**Task**
Reproduce the listing word for word, from the line containing "For the photo above, indicate every instance of the sugar" down to the line containing "column 652, row 468", including both of those lines.

[Dataset items]
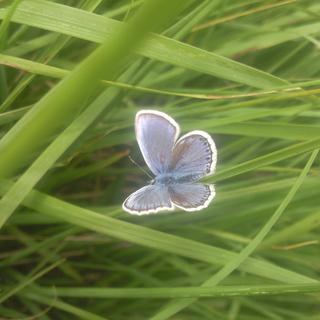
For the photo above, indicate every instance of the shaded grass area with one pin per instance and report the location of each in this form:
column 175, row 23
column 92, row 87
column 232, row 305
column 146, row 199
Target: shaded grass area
column 246, row 72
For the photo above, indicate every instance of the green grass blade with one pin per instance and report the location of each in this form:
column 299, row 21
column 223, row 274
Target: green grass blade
column 177, row 305
column 60, row 18
column 151, row 238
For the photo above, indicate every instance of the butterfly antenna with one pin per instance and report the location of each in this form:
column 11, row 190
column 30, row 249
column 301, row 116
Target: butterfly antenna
column 138, row 165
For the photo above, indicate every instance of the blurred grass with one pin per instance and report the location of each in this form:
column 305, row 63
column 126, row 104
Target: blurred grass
column 234, row 69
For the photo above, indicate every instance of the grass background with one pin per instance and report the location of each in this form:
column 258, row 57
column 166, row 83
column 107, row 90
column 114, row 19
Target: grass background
column 246, row 72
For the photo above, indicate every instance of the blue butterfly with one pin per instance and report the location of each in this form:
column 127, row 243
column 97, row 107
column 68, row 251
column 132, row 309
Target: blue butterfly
column 176, row 163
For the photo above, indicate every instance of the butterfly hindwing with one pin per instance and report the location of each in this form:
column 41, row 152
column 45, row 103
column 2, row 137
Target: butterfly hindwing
column 194, row 156
column 149, row 199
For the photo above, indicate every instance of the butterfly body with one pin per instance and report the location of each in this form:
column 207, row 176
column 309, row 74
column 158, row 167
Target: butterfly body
column 177, row 164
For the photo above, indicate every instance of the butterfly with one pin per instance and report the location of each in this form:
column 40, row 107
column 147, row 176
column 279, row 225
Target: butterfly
column 177, row 165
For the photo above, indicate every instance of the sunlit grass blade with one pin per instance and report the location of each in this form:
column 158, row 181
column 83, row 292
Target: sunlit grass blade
column 177, row 305
column 160, row 48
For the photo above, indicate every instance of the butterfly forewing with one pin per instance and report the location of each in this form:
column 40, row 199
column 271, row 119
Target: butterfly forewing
column 192, row 196
column 194, row 156
column 156, row 134
column 149, row 199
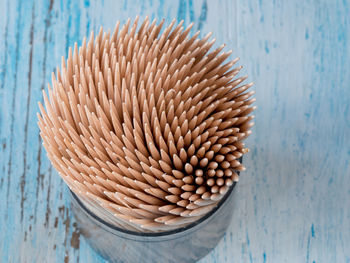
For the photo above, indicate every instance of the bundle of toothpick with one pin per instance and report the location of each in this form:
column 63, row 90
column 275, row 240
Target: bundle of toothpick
column 146, row 125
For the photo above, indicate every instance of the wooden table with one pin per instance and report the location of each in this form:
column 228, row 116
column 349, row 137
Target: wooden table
column 292, row 203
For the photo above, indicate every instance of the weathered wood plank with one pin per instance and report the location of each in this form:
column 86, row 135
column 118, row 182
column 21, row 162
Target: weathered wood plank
column 293, row 201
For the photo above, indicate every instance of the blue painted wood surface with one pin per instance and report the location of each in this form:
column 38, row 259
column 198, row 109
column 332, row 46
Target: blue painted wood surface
column 292, row 203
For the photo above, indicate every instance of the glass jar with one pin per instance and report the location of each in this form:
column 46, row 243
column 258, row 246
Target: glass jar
column 186, row 244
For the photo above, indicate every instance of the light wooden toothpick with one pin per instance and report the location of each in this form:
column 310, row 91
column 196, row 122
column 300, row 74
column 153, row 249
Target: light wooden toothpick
column 146, row 126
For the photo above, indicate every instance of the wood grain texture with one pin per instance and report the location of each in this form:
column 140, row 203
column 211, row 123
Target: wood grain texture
column 293, row 200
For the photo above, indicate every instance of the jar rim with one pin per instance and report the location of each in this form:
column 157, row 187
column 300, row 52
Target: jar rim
column 155, row 234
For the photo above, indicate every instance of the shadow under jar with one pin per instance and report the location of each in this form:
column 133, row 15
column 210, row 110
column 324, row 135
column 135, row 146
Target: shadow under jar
column 186, row 244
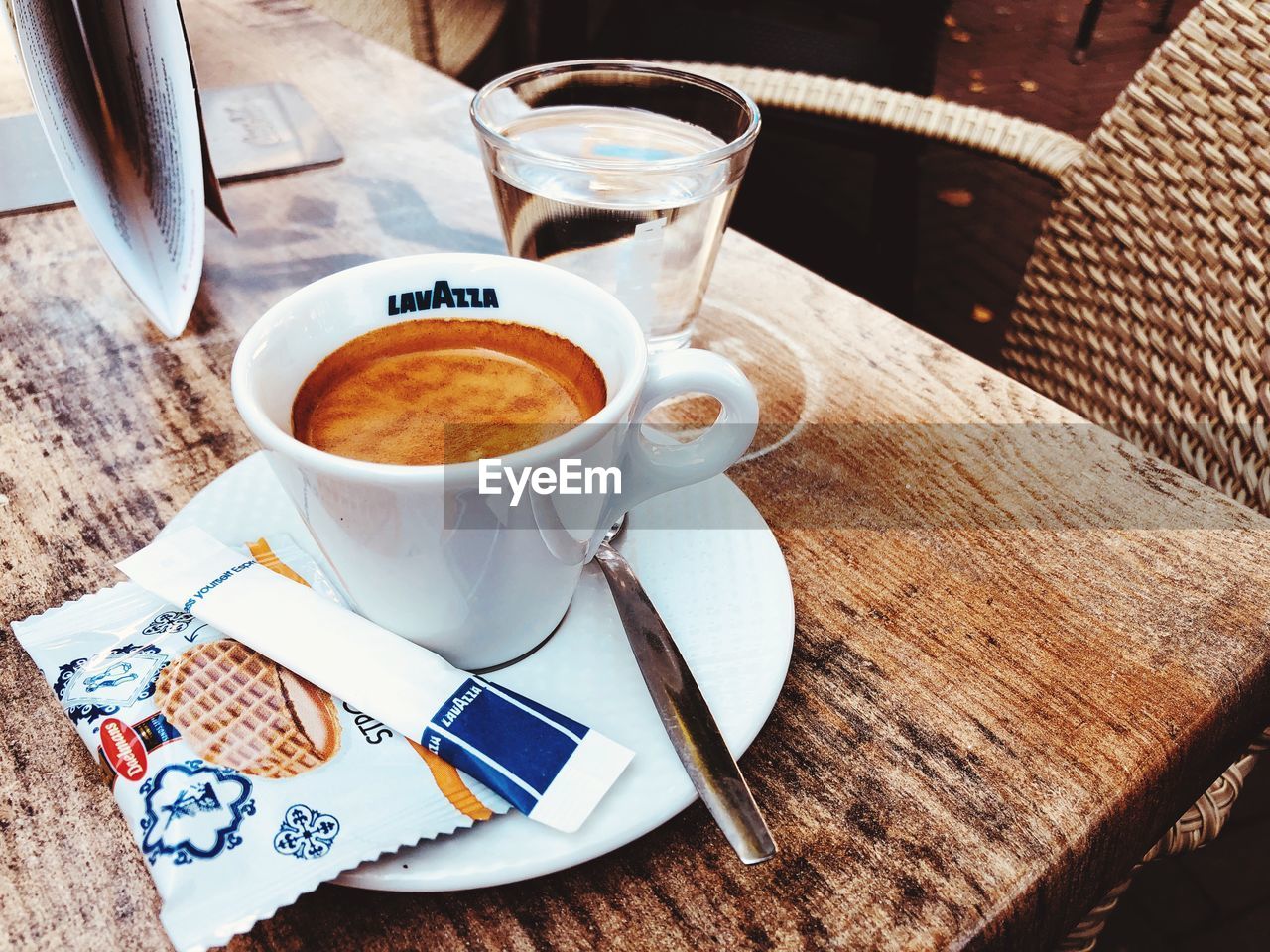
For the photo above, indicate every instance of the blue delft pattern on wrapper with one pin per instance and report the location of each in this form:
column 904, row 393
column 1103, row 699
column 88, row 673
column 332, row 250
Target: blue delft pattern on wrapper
column 193, row 811
column 212, row 833
column 104, row 683
column 305, row 833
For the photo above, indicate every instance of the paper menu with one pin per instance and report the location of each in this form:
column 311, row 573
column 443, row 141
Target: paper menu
column 113, row 86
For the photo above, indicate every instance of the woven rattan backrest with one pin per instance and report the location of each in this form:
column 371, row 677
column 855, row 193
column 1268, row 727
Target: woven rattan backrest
column 1146, row 302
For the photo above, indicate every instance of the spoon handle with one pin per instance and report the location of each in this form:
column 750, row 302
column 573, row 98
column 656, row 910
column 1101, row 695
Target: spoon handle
column 686, row 716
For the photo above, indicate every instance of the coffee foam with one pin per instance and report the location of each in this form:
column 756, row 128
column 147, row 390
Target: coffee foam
column 435, row 391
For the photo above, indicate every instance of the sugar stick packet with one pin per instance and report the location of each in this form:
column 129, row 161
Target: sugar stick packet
column 550, row 767
column 244, row 784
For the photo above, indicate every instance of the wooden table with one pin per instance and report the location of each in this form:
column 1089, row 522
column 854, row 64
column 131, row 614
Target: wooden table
column 1023, row 649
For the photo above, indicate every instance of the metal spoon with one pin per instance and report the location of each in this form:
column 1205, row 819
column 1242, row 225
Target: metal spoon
column 685, row 714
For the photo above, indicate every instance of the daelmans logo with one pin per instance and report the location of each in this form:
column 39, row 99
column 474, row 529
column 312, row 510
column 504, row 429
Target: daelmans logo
column 441, row 295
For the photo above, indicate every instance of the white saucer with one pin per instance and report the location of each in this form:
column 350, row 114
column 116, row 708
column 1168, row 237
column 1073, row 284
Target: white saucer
column 725, row 597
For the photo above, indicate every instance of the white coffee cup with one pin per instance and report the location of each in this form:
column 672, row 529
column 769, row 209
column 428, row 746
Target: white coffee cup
column 420, row 548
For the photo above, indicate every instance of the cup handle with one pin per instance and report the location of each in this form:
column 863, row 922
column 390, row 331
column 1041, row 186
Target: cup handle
column 652, row 468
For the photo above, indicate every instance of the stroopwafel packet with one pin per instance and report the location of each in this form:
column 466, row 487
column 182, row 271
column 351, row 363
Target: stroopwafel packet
column 244, row 784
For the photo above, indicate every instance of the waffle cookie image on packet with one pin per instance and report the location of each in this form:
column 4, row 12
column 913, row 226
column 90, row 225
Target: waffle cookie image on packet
column 240, row 710
column 244, row 784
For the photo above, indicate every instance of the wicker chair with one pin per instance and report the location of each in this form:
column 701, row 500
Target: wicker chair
column 1146, row 303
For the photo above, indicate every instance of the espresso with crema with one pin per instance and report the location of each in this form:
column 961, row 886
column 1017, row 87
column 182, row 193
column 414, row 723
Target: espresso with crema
column 444, row 391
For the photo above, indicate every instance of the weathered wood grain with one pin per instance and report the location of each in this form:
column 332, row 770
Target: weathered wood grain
column 1023, row 648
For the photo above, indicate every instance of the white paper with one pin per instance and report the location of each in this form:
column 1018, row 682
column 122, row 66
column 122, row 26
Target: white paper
column 113, row 89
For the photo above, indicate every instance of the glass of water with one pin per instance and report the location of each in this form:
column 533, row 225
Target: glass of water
column 621, row 173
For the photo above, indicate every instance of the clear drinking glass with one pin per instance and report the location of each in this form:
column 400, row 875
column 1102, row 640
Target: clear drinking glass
column 621, row 173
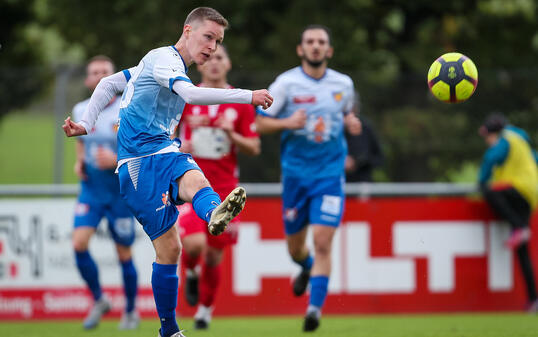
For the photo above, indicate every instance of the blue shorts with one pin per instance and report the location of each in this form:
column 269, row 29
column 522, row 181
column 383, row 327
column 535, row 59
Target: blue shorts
column 312, row 201
column 149, row 187
column 90, row 210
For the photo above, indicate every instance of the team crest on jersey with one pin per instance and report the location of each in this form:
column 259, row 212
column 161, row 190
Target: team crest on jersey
column 290, row 214
column 82, row 209
column 338, row 96
column 301, row 99
column 165, row 198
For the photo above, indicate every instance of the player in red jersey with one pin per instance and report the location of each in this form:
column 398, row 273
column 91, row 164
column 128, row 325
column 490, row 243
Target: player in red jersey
column 213, row 135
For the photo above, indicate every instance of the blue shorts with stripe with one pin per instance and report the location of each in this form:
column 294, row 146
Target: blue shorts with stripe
column 100, row 197
column 312, row 201
column 149, row 186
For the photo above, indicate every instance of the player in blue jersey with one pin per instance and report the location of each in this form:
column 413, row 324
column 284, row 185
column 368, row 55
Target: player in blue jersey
column 100, row 197
column 312, row 105
column 154, row 175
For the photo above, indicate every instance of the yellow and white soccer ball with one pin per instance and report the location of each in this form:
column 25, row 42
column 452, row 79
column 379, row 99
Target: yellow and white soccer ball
column 452, row 78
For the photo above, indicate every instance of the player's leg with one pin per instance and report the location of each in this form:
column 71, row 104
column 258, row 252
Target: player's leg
column 148, row 185
column 301, row 256
column 164, row 279
column 295, row 205
column 130, row 318
column 321, row 271
column 193, row 187
column 122, row 229
column 192, row 231
column 325, row 214
column 194, row 244
column 519, row 241
column 211, row 272
column 209, row 283
column 507, row 203
column 87, row 217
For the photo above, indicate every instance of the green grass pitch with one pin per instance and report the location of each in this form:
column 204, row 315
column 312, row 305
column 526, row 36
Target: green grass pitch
column 451, row 325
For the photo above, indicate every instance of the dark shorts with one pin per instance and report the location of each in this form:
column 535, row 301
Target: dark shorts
column 312, row 201
column 149, row 186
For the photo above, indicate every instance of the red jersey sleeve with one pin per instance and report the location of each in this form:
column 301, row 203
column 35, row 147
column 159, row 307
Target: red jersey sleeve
column 246, row 121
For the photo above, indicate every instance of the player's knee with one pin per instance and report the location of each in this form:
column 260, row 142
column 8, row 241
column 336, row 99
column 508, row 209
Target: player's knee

**Worked solution**
For the photo above, indicate every instance of the sugar stick packet with one pin per instance and report the location of each in this form:
column 129, row 161
Target: sugar stick packet
column 550, row 767
column 244, row 784
For the photo above, indicate every instance of the wooden table with one pin per instance and report the location of each in this form:
column 1089, row 522
column 854, row 64
column 131, row 614
Target: wooden table
column 1023, row 649
For the photo above, indicate every instance of the metal spoon with one pin per instance and report the location of each in this form:
column 1205, row 819
column 1242, row 225
Target: metal spoon
column 685, row 714
For the photo above, indicate every instance of the daelmans logo with one pin per instance and report the location of each in this form:
column 39, row 99
column 474, row 529
column 312, row 510
column 504, row 429
Target: daelmans logo
column 441, row 295
For the photo above, indicate every instance of the white saucer with one pin per instance and report the location of each in this form:
column 350, row 114
column 116, row 708
column 1168, row 237
column 1073, row 284
Target: white saucer
column 725, row 597
For the photo above, indicate every instance of the white coffee cup with one pin per instance and report the location of each in this form:
column 672, row 529
column 769, row 209
column 428, row 746
Target: white coffee cup
column 420, row 548
For the photo above, indicate every instance of the cup handle with one pin per instance and report the location of each in this form:
column 863, row 922
column 390, row 331
column 1041, row 186
Target: cup handle
column 652, row 468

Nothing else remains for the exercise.